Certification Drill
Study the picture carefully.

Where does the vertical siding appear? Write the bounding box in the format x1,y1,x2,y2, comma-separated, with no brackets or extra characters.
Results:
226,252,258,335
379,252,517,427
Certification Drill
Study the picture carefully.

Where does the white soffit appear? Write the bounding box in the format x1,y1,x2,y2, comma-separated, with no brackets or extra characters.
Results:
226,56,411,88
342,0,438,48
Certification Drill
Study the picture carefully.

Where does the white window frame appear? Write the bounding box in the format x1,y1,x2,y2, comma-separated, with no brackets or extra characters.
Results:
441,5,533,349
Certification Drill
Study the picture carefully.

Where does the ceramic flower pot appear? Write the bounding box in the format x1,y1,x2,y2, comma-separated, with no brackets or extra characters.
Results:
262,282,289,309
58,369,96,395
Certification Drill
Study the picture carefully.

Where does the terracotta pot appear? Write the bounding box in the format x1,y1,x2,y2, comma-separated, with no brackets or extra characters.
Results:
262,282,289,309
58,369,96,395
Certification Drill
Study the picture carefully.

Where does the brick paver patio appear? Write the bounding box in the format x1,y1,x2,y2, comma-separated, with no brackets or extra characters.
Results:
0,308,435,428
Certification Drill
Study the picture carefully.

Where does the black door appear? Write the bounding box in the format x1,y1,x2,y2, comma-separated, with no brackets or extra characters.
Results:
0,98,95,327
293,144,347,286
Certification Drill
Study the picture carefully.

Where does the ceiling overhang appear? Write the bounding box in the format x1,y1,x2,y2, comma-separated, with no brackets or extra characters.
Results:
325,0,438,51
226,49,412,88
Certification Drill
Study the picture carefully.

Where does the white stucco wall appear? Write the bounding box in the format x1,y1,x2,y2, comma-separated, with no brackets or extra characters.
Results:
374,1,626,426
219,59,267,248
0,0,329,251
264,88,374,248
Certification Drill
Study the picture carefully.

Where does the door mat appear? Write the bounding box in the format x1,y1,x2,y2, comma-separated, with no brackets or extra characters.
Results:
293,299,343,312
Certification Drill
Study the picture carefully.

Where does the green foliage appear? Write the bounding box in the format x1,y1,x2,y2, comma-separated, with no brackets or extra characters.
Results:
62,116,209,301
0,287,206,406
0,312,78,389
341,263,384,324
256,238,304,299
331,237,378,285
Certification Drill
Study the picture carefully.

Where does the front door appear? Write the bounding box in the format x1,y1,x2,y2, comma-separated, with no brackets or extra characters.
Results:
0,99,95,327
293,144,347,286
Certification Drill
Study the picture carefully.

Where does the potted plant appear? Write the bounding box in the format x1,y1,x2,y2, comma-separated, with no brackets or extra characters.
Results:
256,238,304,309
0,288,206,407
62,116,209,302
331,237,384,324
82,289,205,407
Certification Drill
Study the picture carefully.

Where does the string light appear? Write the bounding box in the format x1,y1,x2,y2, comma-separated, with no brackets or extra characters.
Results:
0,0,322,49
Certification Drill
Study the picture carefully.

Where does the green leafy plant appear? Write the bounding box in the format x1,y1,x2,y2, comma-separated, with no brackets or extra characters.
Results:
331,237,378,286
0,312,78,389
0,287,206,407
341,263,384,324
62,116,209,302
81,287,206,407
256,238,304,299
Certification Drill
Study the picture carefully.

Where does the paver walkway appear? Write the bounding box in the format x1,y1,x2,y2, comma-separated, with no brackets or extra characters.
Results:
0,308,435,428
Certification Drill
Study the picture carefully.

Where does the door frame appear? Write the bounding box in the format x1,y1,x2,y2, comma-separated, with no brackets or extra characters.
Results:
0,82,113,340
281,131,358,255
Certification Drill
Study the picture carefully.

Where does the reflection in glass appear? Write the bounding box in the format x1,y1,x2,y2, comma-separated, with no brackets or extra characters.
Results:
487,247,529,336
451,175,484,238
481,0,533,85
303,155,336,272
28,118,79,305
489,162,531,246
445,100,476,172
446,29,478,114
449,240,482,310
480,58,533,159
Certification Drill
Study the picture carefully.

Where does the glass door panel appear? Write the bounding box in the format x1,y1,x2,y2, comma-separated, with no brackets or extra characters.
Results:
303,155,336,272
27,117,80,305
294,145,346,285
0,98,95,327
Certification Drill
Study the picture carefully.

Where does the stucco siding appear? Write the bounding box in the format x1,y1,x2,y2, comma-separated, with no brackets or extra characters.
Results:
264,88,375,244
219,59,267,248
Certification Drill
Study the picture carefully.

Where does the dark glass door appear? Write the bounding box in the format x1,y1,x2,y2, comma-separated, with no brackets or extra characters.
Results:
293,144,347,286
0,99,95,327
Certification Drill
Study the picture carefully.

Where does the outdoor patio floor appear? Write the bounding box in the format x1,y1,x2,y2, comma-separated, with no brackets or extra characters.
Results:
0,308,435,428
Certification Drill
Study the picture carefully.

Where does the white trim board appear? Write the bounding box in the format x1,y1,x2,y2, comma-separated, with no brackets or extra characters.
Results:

→ **Given problem**
Copy out the whole listing exactly; please set it all down.

→ **Answer for this exercise**
Certification Drill
Study the picture carefully.

Where does the vertical siding appear? Write the bounding box in the format x1,y1,x2,y2, comma-separated, with no brackets or extra characters.
Results:
226,252,258,335
379,252,517,427
Certification Drill
Study the picture carefully.

Where does the white soffit appear? Write the bounding box in the format x1,y1,x2,y2, comma-separated, with no brackets or extra characters.
Results:
226,56,411,88
342,0,438,48
Certification Drill
Study the picture carefully.

Where does the white window frame appear? Write the bounding box in the format x1,y1,x2,y2, comma-separated, with no brackets or extra characters.
Results:
441,5,533,349
Certification Drill
Study the picture carefully.

Where does the ceramic flower pot appear? Write the bounding box in the format x1,y1,x2,y2, comma-separated, with no brackets or extra characters.
Results:
262,282,289,309
58,369,96,395
Certification Drill
Study the picture carefully.

Where does the terracotta pot appear? Write the bounding box in the format x1,y1,x2,y2, comma-separated, with no brackets or extra characters.
Results:
262,282,289,309
58,369,96,395
Certification Drill
Study the picture carefully.

Where does the brick paver patio appear? Write the bounding box in the format x1,y1,x2,y2, comma-separated, with no brackets or extra characters.
Results:
0,308,435,428
Certification Drill
Study the picture carefully.

Where does the black door appear? Write the bounding box in the format x1,y1,x2,y2, comma-separated, with no brackets or extra characters.
Results:
0,98,95,327
293,144,347,286
Certification Drill
Study the picture carefully.

Where does the ceiling overhang appear? Write the bounding box in the format x1,y1,x2,y2, comma-separated, with no brackets or extra characters.
Results:
325,0,438,51
226,49,412,88
Certification Drill
Study the picture carefully.

Where does the white stucco wall appear? Write the bounding box in the format x1,y1,x2,y2, comma-separated, with no brackets or extra characters.
Results:
374,1,626,426
219,59,267,248
0,0,329,251
264,88,374,248
Certification Drill
Study the picture carefully.

Where does the door mat appear? Write the bounding box in the format x1,y1,x2,y2, comma-separated, with no brackets or extra characters.
Results:
293,299,343,312
Certification Drill
Study the picture carefully.

Where does the green foliage appear? Write the bounding box in the format x1,y1,x2,y2, comma-separated, with no brackets or extra characters.
Results:
62,116,209,301
0,287,206,406
0,312,78,389
341,263,384,324
256,238,304,299
331,237,378,285
Certification Drill
Study the picture carefully.

Where does the front door appear? Write the bounding box in the format x1,y1,x2,y2, comma-separated, with no brackets or extra characters.
Results:
0,99,95,327
293,144,347,286
Certification Drill
Study the picture carefully.

Where does the potted plant appear? Write the bounding box in the format x1,y1,x2,y2, comma-separated, with no brackets or extra characters.
Results:
256,238,304,309
0,288,206,407
62,116,209,302
331,237,384,324
82,289,205,407
Certification Drill
Study the picture carefully.

Where does the string light appear? Write the bounding box in the format x1,y1,x2,y2, comma-separated, with no brackets or extra characters.
Results:
0,0,322,49
Certification Drill
Study the picture carefully.

Where does the green leafy plant appear? Write the bounding box in the format x1,y1,x2,y2, comma-separated, with no brackets or extra characters.
Results:
331,237,378,286
0,312,78,389
0,287,206,407
341,263,384,324
62,116,209,302
81,287,206,407
256,238,304,299
Certification Drill
Study the picture carefully.

Where does the paver walkway appear? Write the bounding box in the format x1,y1,x2,y2, comma-separated, with no brackets or extra characters.
Results:
0,308,435,428
Certification Drill
Study the picture carefully.

Where does the door frame appear? Write the bounding box in the format x1,y1,x2,y2, comma-separated, with no brackets or extra characters.
Results:
0,82,113,340
281,131,358,255
Certification Drill
Study the picture carefully.

Where does the reflection in glass appear? Write the bounding box in the format x1,y1,x2,y2, comma-separated, with no brackets or extra characters.
Results:
487,247,529,336
451,175,484,238
481,0,533,85
303,155,336,272
28,118,79,305
489,162,531,246
445,100,476,172
446,29,478,114
449,240,482,310
480,58,533,159
Certification Drill
Study the picture carefully.

Where does the glass door panel appear? Write the bounding box in the format x1,y1,x2,y2, comma-separated, with no brackets or extra characters.
Results:
303,155,336,272
27,117,80,305
294,145,346,285
0,98,95,327
Certification Drill
Study the picture carefully.

Where does the stucco siding appear? Write the bounding box in the format x1,y1,x2,y2, comma-separated, with no brackets or extra characters.
Results:
264,88,375,244
219,59,267,248
Certification Drill
Study the picture carefully.

Where does the dark glass door appear? Write the bounding box in the format x1,y1,x2,y2, comma-separated, with no brackets or extra characters.
Results:
293,144,347,286
0,99,95,327
Certification Drill
Study the picture carefully.

Where does the outdoor patio floor appear? Write the bounding box in the format x1,y1,x2,y2, comma-separated, with no brackets or extra characters.
Results:
0,308,435,428
Certification Drill
Study the picture carefully.

Where does the white trim board appear? Write the bounding box in the format x1,y1,x2,y2, comma-separated, with no brackets or extra characters.
Results:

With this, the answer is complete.